■ **Exercise objective**:
Reproduce each of the following records word for word.

Dataset entries:
-- Begin --
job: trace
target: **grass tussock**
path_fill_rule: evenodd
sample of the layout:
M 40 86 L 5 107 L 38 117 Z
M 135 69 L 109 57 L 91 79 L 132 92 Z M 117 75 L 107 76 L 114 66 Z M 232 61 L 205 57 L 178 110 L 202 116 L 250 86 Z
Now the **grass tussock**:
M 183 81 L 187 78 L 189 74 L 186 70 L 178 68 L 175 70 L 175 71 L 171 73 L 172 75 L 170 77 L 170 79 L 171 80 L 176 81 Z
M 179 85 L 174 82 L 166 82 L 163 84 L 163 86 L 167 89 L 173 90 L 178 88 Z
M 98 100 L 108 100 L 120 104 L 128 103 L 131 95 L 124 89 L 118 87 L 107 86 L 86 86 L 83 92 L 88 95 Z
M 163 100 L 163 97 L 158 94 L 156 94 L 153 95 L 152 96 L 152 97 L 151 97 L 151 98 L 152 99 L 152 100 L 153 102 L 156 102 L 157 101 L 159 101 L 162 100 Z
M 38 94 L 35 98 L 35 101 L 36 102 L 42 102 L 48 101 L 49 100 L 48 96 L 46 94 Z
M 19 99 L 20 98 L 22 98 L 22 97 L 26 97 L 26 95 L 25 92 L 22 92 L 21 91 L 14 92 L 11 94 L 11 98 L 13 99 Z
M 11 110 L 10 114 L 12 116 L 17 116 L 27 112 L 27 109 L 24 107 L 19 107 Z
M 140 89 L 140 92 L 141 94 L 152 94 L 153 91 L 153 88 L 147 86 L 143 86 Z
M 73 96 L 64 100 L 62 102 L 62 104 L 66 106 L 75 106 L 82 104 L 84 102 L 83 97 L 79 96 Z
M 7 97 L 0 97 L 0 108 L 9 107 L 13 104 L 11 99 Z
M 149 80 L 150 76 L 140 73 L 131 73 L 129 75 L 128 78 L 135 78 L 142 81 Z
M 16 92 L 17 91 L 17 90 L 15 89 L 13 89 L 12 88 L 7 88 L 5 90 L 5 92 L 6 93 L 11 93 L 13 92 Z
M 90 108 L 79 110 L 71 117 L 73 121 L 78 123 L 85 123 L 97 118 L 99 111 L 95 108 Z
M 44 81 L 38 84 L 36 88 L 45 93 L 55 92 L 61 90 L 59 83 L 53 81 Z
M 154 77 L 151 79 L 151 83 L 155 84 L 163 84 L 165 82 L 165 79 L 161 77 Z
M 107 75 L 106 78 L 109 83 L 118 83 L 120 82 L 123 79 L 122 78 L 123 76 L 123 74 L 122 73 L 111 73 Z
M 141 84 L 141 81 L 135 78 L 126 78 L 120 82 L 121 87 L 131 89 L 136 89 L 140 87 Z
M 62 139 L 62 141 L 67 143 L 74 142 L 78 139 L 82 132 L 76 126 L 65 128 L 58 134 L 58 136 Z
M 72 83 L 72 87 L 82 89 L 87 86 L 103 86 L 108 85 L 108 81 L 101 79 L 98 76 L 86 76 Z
-- End --
■ **Result for this task**:
job: trace
target: **grass tussock**
path_fill_rule: evenodd
sample of the layout:
M 40 86 L 5 107 L 38 117 Z
M 135 69 L 109 57 L 91 79 L 132 92 Z M 117 75 L 107 76 L 114 66 Z M 232 61 L 205 57 L 178 110 L 202 116 L 250 86 Z
Now the **grass tussock**:
M 183 81 L 187 78 L 189 74 L 186 70 L 178 68 L 175 70 L 175 71 L 171 73 L 172 75 L 170 77 L 170 79 L 171 80 L 176 81 Z
M 179 85 L 174 82 L 166 82 L 163 84 L 163 86 L 167 89 L 173 90 L 178 88 Z
M 98 100 L 108 100 L 120 104 L 128 103 L 131 95 L 124 89 L 118 87 L 107 86 L 86 86 L 83 92 L 88 95 Z
M 163 100 L 163 97 L 158 94 L 156 94 L 153 95 L 152 96 L 152 97 L 151 97 L 151 98 L 152 99 L 152 100 L 153 102 L 156 102 L 157 101 L 159 101 L 162 100 Z
M 38 94 L 35 98 L 35 101 L 36 102 L 42 102 L 48 101 L 49 100 L 48 96 L 46 94 Z
M 19 99 L 20 98 L 22 98 L 22 97 L 26 97 L 26 95 L 25 92 L 22 92 L 21 91 L 14 92 L 11 94 L 11 98 L 13 99 Z
M 11 110 L 10 114 L 12 116 L 17 116 L 27 112 L 27 109 L 24 107 L 19 107 Z
M 140 89 L 140 92 L 141 94 L 152 94 L 153 91 L 153 88 L 147 86 L 143 86 Z
M 73 96 L 64 100 L 62 102 L 62 104 L 66 106 L 75 106 L 82 104 L 84 102 L 83 97 L 79 96 Z
M 7 97 L 0 97 L 0 108 L 9 107 L 13 104 L 11 99 Z
M 149 80 L 150 76 L 140 73 L 131 73 L 129 75 L 128 78 L 135 78 L 142 81 Z
M 16 92 L 17 91 L 17 90 L 15 89 L 13 89 L 12 88 L 7 88 L 5 90 L 5 92 L 6 93 L 11 93 L 13 92 Z
M 90 108 L 79 110 L 71 117 L 73 121 L 78 123 L 85 123 L 97 118 L 99 111 L 95 108 Z
M 44 81 L 38 84 L 36 88 L 45 93 L 55 92 L 61 90 L 59 83 L 53 81 Z
M 154 77 L 151 79 L 151 83 L 155 84 L 163 84 L 165 82 L 165 79 L 161 77 Z
M 107 75 L 106 78 L 109 83 L 118 83 L 120 82 L 123 79 L 122 78 L 123 76 L 123 74 L 122 73 L 111 73 Z
M 141 84 L 141 81 L 135 78 L 126 78 L 120 82 L 121 87 L 131 89 L 136 89 L 140 87 Z
M 62 139 L 62 141 L 67 143 L 74 142 L 78 139 L 82 132 L 76 126 L 65 128 L 58 134 L 58 136 Z
M 72 83 L 72 87 L 82 89 L 87 86 L 103 86 L 108 85 L 108 81 L 101 79 L 98 76 L 86 76 Z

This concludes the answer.